# SET TASK
Report every line of the items below that contains the word "glove", copying each such line in full.

# EXTRACTED ENTRIES
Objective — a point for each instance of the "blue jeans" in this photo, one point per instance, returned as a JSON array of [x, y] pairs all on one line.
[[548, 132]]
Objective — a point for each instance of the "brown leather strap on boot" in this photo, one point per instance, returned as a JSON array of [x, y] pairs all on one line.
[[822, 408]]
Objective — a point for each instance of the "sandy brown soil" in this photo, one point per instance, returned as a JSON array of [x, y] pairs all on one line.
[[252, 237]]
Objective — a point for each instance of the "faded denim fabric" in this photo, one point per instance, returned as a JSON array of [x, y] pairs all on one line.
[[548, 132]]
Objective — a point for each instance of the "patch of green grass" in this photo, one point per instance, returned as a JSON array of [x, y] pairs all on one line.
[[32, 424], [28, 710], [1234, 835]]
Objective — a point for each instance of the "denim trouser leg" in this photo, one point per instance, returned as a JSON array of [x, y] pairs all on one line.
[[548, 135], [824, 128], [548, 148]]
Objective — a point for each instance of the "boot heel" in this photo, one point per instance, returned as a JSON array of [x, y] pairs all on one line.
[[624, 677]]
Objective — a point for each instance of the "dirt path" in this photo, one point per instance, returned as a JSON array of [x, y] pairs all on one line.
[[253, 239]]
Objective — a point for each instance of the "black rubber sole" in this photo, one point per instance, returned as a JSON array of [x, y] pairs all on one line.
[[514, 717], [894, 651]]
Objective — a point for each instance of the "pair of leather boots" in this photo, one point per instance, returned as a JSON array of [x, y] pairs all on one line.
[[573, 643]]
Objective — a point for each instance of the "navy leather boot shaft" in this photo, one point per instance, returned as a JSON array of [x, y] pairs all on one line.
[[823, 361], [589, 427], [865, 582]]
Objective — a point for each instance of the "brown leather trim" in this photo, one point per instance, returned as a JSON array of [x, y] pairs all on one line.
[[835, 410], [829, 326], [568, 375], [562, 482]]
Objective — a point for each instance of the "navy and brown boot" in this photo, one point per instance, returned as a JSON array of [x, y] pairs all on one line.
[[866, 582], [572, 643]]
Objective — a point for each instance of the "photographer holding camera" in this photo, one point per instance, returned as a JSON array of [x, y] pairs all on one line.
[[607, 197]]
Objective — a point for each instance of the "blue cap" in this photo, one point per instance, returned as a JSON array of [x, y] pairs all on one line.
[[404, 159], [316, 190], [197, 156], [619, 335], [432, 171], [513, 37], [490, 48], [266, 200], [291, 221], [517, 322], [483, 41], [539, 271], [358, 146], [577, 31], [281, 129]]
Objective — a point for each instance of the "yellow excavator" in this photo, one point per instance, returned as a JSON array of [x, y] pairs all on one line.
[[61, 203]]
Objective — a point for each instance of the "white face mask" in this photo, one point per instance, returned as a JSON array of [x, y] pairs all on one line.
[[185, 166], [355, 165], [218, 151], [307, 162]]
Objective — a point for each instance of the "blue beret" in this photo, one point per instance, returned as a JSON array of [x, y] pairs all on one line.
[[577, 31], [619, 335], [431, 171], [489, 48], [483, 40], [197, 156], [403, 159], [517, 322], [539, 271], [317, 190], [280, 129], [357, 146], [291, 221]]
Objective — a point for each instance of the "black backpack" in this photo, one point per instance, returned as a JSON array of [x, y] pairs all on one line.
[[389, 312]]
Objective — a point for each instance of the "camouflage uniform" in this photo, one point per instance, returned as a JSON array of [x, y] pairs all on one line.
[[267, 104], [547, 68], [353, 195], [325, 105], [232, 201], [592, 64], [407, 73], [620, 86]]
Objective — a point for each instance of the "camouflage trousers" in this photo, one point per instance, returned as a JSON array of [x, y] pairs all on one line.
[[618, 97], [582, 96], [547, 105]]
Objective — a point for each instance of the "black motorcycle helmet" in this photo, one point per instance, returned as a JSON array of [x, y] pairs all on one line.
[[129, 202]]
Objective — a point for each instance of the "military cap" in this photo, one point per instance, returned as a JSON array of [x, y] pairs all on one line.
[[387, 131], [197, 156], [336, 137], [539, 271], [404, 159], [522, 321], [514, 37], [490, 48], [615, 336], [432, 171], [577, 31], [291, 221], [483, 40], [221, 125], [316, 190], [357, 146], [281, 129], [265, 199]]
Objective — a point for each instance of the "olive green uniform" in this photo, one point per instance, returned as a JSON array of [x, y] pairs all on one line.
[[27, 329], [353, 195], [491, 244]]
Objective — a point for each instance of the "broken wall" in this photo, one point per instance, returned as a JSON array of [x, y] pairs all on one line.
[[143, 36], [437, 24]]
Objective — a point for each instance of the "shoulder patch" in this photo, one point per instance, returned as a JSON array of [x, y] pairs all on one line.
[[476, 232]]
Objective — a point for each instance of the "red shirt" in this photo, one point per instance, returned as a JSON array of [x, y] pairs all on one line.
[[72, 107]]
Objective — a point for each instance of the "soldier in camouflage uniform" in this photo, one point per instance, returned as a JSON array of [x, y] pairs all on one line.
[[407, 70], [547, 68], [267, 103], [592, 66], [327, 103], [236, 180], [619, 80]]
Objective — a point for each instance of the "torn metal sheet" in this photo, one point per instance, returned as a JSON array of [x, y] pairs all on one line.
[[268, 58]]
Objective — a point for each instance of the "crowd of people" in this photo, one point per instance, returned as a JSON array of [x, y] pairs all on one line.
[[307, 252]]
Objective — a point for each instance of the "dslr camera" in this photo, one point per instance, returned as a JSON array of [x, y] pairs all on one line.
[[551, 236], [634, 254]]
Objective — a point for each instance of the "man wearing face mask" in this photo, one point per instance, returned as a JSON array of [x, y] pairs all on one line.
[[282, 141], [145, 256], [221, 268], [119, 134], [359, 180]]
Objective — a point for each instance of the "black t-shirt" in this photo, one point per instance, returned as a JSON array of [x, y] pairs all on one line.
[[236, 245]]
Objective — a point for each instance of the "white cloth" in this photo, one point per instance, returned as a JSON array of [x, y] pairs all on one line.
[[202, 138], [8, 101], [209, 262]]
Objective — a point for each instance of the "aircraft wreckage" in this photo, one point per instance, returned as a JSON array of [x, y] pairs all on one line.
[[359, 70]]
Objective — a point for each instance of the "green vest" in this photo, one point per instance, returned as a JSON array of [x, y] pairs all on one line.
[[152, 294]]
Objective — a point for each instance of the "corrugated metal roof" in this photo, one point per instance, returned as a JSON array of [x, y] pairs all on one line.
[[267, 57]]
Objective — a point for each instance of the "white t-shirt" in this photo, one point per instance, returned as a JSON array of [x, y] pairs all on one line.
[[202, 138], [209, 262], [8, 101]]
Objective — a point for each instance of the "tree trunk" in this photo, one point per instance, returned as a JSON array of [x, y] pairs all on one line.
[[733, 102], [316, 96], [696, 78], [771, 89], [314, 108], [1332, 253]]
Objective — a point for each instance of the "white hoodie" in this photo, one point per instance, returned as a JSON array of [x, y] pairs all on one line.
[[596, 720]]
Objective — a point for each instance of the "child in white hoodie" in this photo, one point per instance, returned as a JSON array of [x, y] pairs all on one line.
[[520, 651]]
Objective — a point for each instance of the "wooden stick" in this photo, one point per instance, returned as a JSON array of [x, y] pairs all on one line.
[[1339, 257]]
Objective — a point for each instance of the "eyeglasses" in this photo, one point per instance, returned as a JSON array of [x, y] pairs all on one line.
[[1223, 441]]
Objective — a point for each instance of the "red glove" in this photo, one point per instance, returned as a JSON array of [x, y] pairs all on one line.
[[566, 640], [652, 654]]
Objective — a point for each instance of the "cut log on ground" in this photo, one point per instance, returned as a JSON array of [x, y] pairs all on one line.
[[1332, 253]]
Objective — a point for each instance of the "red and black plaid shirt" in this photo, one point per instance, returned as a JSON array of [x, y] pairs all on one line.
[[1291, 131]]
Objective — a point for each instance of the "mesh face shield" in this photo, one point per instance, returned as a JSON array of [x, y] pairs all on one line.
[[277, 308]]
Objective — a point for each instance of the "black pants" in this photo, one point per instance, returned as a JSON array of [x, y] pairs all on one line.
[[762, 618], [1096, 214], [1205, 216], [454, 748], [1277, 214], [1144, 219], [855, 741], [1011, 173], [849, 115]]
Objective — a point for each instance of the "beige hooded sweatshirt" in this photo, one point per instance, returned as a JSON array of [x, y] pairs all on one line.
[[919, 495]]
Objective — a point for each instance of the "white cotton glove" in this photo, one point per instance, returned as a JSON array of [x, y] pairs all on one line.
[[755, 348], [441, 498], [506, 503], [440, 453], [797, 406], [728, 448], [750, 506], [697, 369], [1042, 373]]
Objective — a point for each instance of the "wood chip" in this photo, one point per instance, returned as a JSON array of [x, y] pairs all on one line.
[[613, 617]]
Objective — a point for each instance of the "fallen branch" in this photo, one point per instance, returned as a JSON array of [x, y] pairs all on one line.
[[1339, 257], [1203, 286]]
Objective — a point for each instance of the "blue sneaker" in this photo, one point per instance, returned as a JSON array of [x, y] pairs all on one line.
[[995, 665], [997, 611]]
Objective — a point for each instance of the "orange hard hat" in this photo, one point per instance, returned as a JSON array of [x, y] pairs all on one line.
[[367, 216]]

# TASK ANSWER
Objective — a point for each instance of the "red glove" in this photo, one point per instance, returned as a JSON array of [x, y] pairs all on one line.
Objective — a point for each instance of the "white cotton glove" in this photo, one point per instance, returned as a JSON array of [x, y] pairs all on one line.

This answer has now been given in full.